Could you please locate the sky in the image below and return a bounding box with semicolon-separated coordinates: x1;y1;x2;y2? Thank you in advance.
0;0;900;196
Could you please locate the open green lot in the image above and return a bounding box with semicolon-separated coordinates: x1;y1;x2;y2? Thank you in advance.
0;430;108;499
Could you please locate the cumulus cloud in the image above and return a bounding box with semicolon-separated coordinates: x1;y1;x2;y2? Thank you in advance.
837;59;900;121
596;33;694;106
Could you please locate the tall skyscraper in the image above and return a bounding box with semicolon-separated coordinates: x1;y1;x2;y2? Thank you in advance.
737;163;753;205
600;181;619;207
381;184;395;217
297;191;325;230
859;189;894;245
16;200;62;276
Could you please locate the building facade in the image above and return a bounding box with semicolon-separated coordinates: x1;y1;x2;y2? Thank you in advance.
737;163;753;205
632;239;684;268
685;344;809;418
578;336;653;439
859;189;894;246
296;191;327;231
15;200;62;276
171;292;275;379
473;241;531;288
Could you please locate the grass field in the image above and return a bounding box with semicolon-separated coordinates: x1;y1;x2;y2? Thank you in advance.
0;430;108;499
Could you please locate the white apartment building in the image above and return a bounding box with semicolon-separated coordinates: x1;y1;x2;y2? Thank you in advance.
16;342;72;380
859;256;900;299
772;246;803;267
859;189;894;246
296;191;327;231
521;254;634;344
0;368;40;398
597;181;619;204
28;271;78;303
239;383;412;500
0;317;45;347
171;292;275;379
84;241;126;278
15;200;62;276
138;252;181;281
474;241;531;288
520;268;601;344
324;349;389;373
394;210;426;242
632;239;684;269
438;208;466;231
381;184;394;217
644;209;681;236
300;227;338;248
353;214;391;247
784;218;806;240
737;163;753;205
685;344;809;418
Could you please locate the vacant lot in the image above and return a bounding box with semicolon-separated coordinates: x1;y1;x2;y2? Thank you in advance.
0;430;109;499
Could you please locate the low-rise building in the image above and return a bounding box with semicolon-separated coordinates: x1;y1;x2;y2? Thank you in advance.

Exercise directions: Turn the listing above into a numbered list, one item per line, and leave out any blank lines.

Reply:
1. Could you please locate the sky in the image below and return a bounding box with semicolon-separated coordinates: x1;y1;x2;y2? Thank you in advance.
2. 0;0;900;196
3. Could you please locate the open green lot in the image above and return a bounding box with semicolon-separated coordinates: x1;y1;x2;y2? Thank you in advance.
4. 0;430;108;499
5. Could you please locate the cumulus cloud in the image above and return a bounding box with semicolon-separated coordinates: x1;y1;x2;y2? Thank you in advance.
6. 837;59;900;121
7. 596;33;694;106
8. Could you please locate the tall skyscraper in the image above and return a bounding box with semicolon-separated coordinates: x1;y1;x2;y2? Thank you in advance.
9. 737;163;753;205
10. 600;181;619;207
11. 381;184;395;217
12. 297;191;325;230
13. 859;189;894;245
14. 16;200;62;276
15. Could you please locate the building facade in the image above and return a bounding box with semicolon-separated coordinates: x1;y1;x2;y2? Thank you in advance.
16. 737;163;753;205
17. 632;239;684;268
18. 685;344;809;418
19. 578;336;653;439
20. 859;189;894;246
21. 296;191;327;231
22. 15;200;62;276
23. 171;292;275;379
24. 473;241;531;288
25. Could you please locate the grass field in the image above and return a bounding box with semicolon-separated coordinates: x1;y1;x2;y2? Thank you in advance.
26. 0;430;108;499
27. Could you please locate the white apartment building in the image above and return a bounding box with semicolon-separated coordinates: x1;y1;x2;y2? Thank you in advance.
28. 16;342;72;380
29. 859;256;900;299
30. 772;246;803;267
31. 859;189;894;246
32. 296;191;327;231
33. 521;254;634;344
34. 0;368;40;398
35. 597;181;619;204
36. 28;271;78;303
37. 239;383;412;500
38. 0;317;45;347
39. 171;292;275;379
40. 84;241;126;278
41. 15;200;62;276
42. 138;252;181;281
43. 474;241;531;288
44. 520;268;601;344
45. 324;349;389;373
46. 394;210;426;242
47. 632;239;684;269
48. 438;208;466;231
49. 381;184;394;217
50. 644;209;681;236
51. 300;227;338;248
52. 353;214;391;247
53. 784;218;806;240
54. 737;163;753;205
55. 685;344;809;418
56. Could you please locate the vacant lot in the image above and return a bounding box with semicolon-separated coordinates: x1;y1;x2;y2? Thank you in advance.
57. 0;430;109;499
58. Could you please locate the low-rise building in the image above and return a bounding box with semicolon-separated coordinates: x1;y1;x2;y2? Thank you in advance.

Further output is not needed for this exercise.